• [Passage shown]
-- Opening Marker --
Repo in project-crab for GO-MWU –> here

Latest attempt (afternoon, April 20, 2020)

GO-MWU only works with list of all gene inputs, not just the DEGs.

Ran GO-MWU script with the following files (which were made in 042020-format-files-for-GO-MWU.Rmd Rmd:

2019-crab-ALL-geneID-log2fc.csv from the list of all 2019 crab genes from DESeq2 (Steven’s script: here)
crab-GO-annot.tab from the BLAST output from the full crab transcriptome

GitHub issue to get help figuring out files to use: #908

GO-MWU script using those two files: 2019-crab-infection-ALL-GO_MWU.R
Specified GO-MF (molecular function) because that is what the script from the GO-MWU repo has… just to try it out.

It worked!! Found 15 GO terms at 10% FDR, so continuing on to plotting was good to go.
Results: 2019-crab-ALL-GO_MWU-results.csv
Plot:

Info on plot from GO-MWU repo

The plot consists of three parts:

Hierarchical clustering tree of significant GO categories based on shared genes in the current dataset. Categories with no branch length between them are subsets of each other and their significance is most likely driven by the same genes.

Category names, plotted in different colors and fonts. Fonts indicate the level of statistical significance, colors indicate enrichment of GO categories with either up- (red) or down- (blue) regulated genes. The category names are preceded by the fraction indicating the number of “good candidates” relative to the total number of genes belonging to this category. The “good candidates” are the genes exceeding an arbitrary ‘absValue’ cutoff in their significance measure. Adjust ‘absValue’ parameter according to what your measure is. By default it is set to -log(0.05,10), assuming that the measure is a signed log p-value (so, the “good candidates” would be the ones with raw p-value < 0.05). Ideally we would like to see more than one such gene per displayed GO category. With ‘level1=1’ the script will display all the categories containing “good candidates”, which is a good way to summarize the whole GO content of the experiment. Note that ‘absValue’ parameter does not affect statistics and serves just the illustrative purpose. In the Fisher-test mode (binary significance measure) and signed WGCNA module analysis the colors are not used; in that case specify absValue=0.001 to make the script display the fraction of genes with non-zero measure within a GO category.
-- Closing Marker --
• [Problem details]
Answer these from the GO-MWU notes above:
(a) How many GO terms were found at 10% FDR?
(b) Which GO category type was specified in the script?
(c) In the plot, which color marks enrichment with up-regulated genes, and which marks down-regulated genes?

• [Information supplied]
-- Opening Marker --
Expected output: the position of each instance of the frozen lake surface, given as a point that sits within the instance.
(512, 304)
-- Closing Marker --
-- Opening Marker --
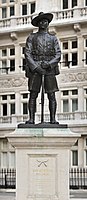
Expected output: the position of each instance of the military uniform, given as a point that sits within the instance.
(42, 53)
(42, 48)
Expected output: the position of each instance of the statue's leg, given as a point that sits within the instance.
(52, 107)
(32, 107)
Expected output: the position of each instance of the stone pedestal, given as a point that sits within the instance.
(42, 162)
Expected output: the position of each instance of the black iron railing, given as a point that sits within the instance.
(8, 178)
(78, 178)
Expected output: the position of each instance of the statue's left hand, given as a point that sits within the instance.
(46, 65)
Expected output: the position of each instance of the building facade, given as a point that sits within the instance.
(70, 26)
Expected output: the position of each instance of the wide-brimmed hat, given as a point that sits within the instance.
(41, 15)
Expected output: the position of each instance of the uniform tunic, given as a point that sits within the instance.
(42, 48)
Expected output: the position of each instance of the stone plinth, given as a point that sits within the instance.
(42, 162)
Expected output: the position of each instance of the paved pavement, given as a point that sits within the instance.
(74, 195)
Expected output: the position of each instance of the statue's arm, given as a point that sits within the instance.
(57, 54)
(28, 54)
-- Closing Marker --
• [Task result]
(a) 15
(b) GO-MF (molecular function)
(c) Red marks up-regulated genes, and blue marks down-regulated genes.